[TEXT PASSAGE Boundary: Start]

= Assault on Mount Mitchell =

Annual bicycling endurance contest

The Assault on Mount Mitchell is an annual bicycling endurance contest in South Carolina and North Carolina first held in 1974.

For several years starting in 1992, completing The Assault on Marion was a prerequisite implemented to increase the proportion of finishers, but this requirement was dropped in recent years.

The ride starts in Spartanburg, South Carolina and ends at the summit of Mount Mitchell in Mount Mitchell State Park in Yancey County, North Carolina. The ride distance is 102 mi and has over 11,000 vertical feet of climbing. Most riders finish in less than 12 hours; the leaders finish in under 6 hours. The contest typically includes over 800 cyclists from across the globe.

[TEXT PASSAGE Boundary: End]
[ENTRIES SHOWN Boundary: Start]

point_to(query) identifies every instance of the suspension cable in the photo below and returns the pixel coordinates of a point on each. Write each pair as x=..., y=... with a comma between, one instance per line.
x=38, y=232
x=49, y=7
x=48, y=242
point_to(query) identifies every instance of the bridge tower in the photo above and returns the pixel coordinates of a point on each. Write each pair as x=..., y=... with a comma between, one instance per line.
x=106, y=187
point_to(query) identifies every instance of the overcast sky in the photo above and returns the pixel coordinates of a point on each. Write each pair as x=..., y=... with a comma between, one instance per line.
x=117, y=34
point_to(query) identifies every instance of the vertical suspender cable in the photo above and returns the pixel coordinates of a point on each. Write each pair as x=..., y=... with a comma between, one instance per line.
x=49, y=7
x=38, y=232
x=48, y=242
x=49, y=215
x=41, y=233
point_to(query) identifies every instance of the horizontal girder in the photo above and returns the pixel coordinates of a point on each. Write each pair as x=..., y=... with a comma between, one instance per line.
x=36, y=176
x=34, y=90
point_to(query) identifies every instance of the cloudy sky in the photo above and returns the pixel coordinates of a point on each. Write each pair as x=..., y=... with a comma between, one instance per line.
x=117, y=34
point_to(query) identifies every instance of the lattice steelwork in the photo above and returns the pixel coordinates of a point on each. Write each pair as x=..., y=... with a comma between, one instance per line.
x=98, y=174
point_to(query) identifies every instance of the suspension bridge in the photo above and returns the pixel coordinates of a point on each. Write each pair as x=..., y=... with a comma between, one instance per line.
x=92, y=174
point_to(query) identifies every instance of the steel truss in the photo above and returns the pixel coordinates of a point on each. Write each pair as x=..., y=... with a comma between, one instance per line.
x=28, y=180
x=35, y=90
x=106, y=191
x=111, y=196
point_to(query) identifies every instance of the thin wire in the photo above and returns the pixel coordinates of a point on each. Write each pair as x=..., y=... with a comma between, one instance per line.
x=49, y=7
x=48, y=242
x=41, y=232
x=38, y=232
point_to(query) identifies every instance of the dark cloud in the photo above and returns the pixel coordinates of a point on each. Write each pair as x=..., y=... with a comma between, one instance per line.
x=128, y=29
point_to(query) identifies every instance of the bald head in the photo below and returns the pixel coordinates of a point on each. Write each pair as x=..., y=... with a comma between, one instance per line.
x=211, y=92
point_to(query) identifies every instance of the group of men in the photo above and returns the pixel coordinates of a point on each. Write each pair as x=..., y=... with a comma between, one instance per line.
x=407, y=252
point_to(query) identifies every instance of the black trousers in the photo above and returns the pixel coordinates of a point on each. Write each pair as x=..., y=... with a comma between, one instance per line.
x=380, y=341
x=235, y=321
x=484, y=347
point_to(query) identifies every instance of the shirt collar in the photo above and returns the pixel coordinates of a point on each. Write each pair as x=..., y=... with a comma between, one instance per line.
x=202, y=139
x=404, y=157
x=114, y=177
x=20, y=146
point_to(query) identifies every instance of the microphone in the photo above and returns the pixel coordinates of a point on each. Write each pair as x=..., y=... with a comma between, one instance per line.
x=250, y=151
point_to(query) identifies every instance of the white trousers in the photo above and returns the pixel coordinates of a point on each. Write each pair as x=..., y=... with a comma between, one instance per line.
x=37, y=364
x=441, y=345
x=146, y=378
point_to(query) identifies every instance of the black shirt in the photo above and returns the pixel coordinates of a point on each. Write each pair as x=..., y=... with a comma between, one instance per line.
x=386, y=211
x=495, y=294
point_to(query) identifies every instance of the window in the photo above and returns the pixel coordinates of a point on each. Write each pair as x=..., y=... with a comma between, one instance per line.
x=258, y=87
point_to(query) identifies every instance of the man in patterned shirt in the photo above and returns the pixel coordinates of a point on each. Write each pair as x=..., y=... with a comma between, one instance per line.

[ENTRIES SHOWN Boundary: End]

REQUIRED ACTIONS
1) List every number that appears in the Assault on Mount Mitchell text.
2) In the Assault on Mount Mitchell text, transcribe the passage starting with "The Assault on Mount" and going on through "in recent years.".
3) Write the next part of the Assault on Mount Mitchell text, starting after its final sentence.

OUTPUTS BY TASK
1) 1974, 1992, 102, 11,000, 12, 6, 800

2)
The Assault on Mount Mitchell is an annual bicycling endurance contest in South Carolina and North Carolina first held in 1974.

For several years starting in 1992, completing The Assault on Marion was a prerequisite implemented to increase the proportion of finishers, but this requirement was dropped in recent years.

3)
It spawned the Off-Road Assault on Mount Mitchell, which has taken place since 1999.

The record number of consecutive finishes is 40 (as of 2020), held by Michael H. Davis.

Scottie Weiss holds the record for the fastest finish, 4:54, set in 2012.

As of 2015, the contest has a charitable component, The Freewheelers Cycling Association. This 501(c)(3) organization is partnered with nonprofit organizations such as the Humane Society and Mt. Mitchell State Park.

As a result of the Covid-19 pandemic, the contest was cancelled for the years 2020 and 2021.